──────── Brano proposto

Mentre scrivevo questo pezzo mi è capitato di visitare questa pagina su Facebook: Home Schooling Cles. E’ una delle tante scuole parentali presenti sul territorio italiano. Ma di questa in particolare mi sono ritrovato a vedere video e le foto delle varie attività svolte dagli alunni. E’ qualcosa di semplicemente fantastico. Un mondo praticamente a parte, dove tutti i pregiudizi sulla scuola canonica vengono annullati dall’intraprendenza e dalla preoccupazione dei genitori per i propri figli. In questo tipo di scuola i ragazzini vengono stimolati ad interessarsi dei temi che più sentono propri. Ciò li spinge a fare loro la materia, ad espandere e motivare le loro passioni. Può una giornata passa ai videogame essere considerata istruttiva? Assolutamente sì. Se i ragazzi in questione sono appassionati e amano svolgere tale attività ricreativa, saranno spronati a capire le meccaniche dietro la composizione di simili artefatti ludici in modo che da grandi essi stessi saranno in grado di svilupparne uno. Questo li incentiva a confrontarsi con la realtà percepita attraverso esperienze reali, e non dalle pagine dei libri. Pensate infatti alla chimica. Pensate alla fisica. Adesso rispondete a questa domanda: quante volte siete stati in un laboratorio alle medie e alle superiori?
Le scuole tradizionali offrono la noia. Offrono l’omogeneità. Spingono i ragazzini a fare ciòche non vorrebbero fare e che non sentono loro. Ciò fa perdere loro tempo. Ciò fa perdere loro le conoscenze che vorrebbero sviluppare più fortemente. Ciò li disconnette sempre di più dal mondo del lavoro. Perché? Perché la scuola dell’obbligo non ha come scopo quello di formare nuove leve di lavoratori. Ha lo scopo di formare nuove leve di servi. Quindi se un figlio minorenne volesse aiutare i propri genitori nella bottega di famiglia, non potrebbe: sfruttamento del lavoro minorile. E se fossero gli stessi minorenni ad “aprire” un’attività? Anche se dei ragazzini volessero aprire, ad esempio, un chiosco di limonata, non potrebbero. Lo stato interviene per ricordare cosa è giusto e cosa è sbagliato. Rimette in riga il suo presunto esercito.

────────────────

__Problemi da risolvere__.
**a)** Risponda alle seguenti domande in base al brano proposto:
(i) Quale pagina Facebook viene citata?
(ii) Che cosa offrono le scuole tradizionali?
(iii) Quale attività viene indicata come esempio di ciò che dei ragazzini non potrebbero aprire?
**b)** Indichi se ciascuna affermazione concorda con il brano proposto, rispondendo sì o no e citando le parole decisive del testo:
(i) La scuola dell'obbligo ha lo scopo di formare nuove leve di lavoratori.
(ii) Nelle scuole parentali i ragazzini vengono stimolati a interessarsi dei temi che sentono più propri.
(iii) Un figlio minorenne potrebbe aiutare i genitori nella bottega di famiglia.

──────── Dati estratti

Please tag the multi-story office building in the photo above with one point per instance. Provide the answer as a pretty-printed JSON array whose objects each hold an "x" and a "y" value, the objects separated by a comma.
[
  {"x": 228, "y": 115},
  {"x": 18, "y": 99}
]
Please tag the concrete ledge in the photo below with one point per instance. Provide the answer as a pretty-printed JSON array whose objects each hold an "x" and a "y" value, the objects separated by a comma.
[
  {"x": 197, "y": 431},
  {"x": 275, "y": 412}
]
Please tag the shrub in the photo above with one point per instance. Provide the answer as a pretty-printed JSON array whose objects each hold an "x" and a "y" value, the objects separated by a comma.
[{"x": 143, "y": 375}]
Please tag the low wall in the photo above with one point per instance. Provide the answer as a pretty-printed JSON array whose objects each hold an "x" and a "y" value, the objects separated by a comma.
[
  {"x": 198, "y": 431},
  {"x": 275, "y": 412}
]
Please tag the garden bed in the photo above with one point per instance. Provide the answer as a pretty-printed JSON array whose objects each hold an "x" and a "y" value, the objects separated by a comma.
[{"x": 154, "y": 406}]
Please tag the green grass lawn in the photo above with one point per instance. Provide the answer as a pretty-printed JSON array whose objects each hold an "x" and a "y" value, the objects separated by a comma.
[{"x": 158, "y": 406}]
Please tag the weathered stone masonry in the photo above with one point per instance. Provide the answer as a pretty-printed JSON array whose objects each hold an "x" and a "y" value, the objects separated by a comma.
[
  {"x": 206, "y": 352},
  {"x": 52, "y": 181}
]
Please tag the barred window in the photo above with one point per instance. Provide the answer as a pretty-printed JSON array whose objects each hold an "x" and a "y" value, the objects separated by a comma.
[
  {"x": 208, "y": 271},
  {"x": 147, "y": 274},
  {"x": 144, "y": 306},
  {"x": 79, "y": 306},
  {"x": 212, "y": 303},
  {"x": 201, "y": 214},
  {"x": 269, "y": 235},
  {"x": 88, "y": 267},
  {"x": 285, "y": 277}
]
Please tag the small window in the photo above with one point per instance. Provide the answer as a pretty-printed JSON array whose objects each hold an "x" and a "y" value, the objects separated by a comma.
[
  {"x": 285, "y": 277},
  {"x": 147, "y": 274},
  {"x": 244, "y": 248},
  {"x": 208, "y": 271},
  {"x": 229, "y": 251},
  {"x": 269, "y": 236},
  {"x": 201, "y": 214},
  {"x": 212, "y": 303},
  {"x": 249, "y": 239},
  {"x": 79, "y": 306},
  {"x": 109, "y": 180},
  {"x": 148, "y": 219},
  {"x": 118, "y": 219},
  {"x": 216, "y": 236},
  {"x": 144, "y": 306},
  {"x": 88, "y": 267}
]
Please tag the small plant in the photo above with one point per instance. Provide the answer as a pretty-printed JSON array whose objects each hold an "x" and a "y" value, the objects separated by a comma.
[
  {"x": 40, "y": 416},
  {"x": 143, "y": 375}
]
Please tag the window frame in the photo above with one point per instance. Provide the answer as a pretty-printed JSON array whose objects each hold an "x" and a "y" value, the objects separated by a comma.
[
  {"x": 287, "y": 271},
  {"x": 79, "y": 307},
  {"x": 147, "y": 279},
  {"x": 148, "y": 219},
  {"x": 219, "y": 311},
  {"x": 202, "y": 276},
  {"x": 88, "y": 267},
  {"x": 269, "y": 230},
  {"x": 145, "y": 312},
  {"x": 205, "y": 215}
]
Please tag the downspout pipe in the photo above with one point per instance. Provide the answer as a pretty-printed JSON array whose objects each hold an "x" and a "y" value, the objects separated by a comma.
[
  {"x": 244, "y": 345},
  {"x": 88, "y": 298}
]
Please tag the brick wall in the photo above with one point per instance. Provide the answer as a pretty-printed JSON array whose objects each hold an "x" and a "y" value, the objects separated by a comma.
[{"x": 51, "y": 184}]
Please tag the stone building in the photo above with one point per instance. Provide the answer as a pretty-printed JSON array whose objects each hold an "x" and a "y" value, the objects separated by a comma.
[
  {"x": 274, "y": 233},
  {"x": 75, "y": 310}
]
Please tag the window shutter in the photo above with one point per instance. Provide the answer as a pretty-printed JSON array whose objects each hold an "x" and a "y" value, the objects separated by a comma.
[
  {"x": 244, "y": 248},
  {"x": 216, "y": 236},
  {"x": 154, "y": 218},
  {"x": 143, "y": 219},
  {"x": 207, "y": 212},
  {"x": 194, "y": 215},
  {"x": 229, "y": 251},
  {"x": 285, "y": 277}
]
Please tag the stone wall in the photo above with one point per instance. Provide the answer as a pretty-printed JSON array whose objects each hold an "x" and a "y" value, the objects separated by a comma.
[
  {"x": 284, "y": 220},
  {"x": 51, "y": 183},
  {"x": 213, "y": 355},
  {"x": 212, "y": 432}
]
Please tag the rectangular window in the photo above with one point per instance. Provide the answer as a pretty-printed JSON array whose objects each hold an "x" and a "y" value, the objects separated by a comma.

────────────────

__Soluzioni dei compiti__.
**a)**
(i) Home Schooling Cles.
(ii) La noia e l'omogeneità.
(iii) Un chiosco di limonata.

**b)**
(i) No: "la scuola dell’obbligo non ha come scopo quello di formare nuove leve di lavoratori."
(ii) Sì: "In questo tipo di scuola i ragazzini vengono stimolati ad interessarsi dei temi che più sentono propri."
(iii) No: "se un figlio minorenne volesse aiutare i propri genitori nella bottega di famiglia, non potrebbe"